Your assignment:
Transcribe the records word for word, leaving nothing out.

Data extracts:
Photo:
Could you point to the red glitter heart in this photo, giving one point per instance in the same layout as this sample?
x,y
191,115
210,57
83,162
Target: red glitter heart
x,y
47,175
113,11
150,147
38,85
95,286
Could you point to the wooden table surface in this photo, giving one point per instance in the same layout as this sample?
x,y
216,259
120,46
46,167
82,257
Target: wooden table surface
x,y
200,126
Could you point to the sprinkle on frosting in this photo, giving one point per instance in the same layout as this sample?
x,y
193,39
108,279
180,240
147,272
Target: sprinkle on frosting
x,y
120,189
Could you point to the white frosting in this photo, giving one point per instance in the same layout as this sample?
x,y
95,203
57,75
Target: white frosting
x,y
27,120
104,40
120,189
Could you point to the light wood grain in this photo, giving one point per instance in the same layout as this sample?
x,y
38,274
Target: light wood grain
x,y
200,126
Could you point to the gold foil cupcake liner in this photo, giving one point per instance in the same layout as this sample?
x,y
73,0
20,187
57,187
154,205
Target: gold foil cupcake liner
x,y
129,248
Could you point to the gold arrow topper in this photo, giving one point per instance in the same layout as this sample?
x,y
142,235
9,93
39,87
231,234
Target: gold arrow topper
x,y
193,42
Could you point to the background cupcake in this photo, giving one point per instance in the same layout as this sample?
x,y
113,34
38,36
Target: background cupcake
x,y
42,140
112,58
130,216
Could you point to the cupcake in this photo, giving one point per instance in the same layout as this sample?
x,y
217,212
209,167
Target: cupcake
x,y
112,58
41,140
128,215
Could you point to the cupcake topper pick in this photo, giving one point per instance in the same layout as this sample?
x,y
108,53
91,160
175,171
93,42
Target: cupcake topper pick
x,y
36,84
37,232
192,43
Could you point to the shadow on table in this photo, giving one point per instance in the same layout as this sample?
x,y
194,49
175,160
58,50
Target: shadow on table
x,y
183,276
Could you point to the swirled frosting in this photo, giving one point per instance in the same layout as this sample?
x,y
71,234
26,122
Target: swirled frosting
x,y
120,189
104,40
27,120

Solution to this task:
Photo:
Could you point to the red glitter heart in this photo, giving one point per instance in the same layout as this sample?
x,y
191,115
210,57
83,162
Target: red glitter heart
x,y
47,175
113,11
150,147
38,85
95,286
Could you point to the wooden table surface in this photo, giving one point per instance in the same layout as this sample?
x,y
216,259
120,46
46,167
82,257
Target: wooden table surface
x,y
200,126
Could you point to the sprinkle on frosting in this photo, giving one point per instance in the same layout as this sample?
x,y
193,39
108,279
180,240
147,272
Target: sprinkle on frosting
x,y
120,189
Could you point to the white frosting in this photo, giving one point per instance in the same layout as this sample?
x,y
95,203
57,75
Target: white frosting
x,y
27,120
104,40
120,189
Could you point to the light wood grain in this photo, giving one point per instance in the same layout as this sample?
x,y
38,274
Target: light wood grain
x,y
200,126
Could you point to the gold foil cupcake liner in this photo, giving one point per instance in the same layout as this sample?
x,y
73,0
20,187
57,187
154,205
Target: gold foil cupcake liner
x,y
129,248
Could you point to the gold arrow topper in this photo, giving one point per instance in the same layout as this sample?
x,y
142,235
9,93
39,87
231,234
Target: gold arrow topper
x,y
193,42
Could you point to the background cupcake in this photo, giving one point per instance in the same layout as this sample?
x,y
113,34
38,36
Target: background cupcake
x,y
42,140
112,58
130,216
Could you point to the cupcake in this photo, giving one point per instance in the same layout as this sample?
x,y
217,212
209,167
Target: cupcake
x,y
112,58
41,140
128,215
Could you point to the cupcake topper pick in this photo, giving one point per instance in the same layout as this sample?
x,y
108,53
91,160
175,171
93,42
Target: cupcake topper pick
x,y
36,84
37,232
192,43
Could you point to the shadow on table in this photo, giving one point per instance in the same layout as this sample?
x,y
194,49
175,160
58,50
Target: shadow on table
x,y
183,276
Could you point to the swirled frosting in this photo, giving one point per instance in the same layout as this sample?
x,y
71,234
26,122
Target: swirled frosting
x,y
120,189
104,40
27,120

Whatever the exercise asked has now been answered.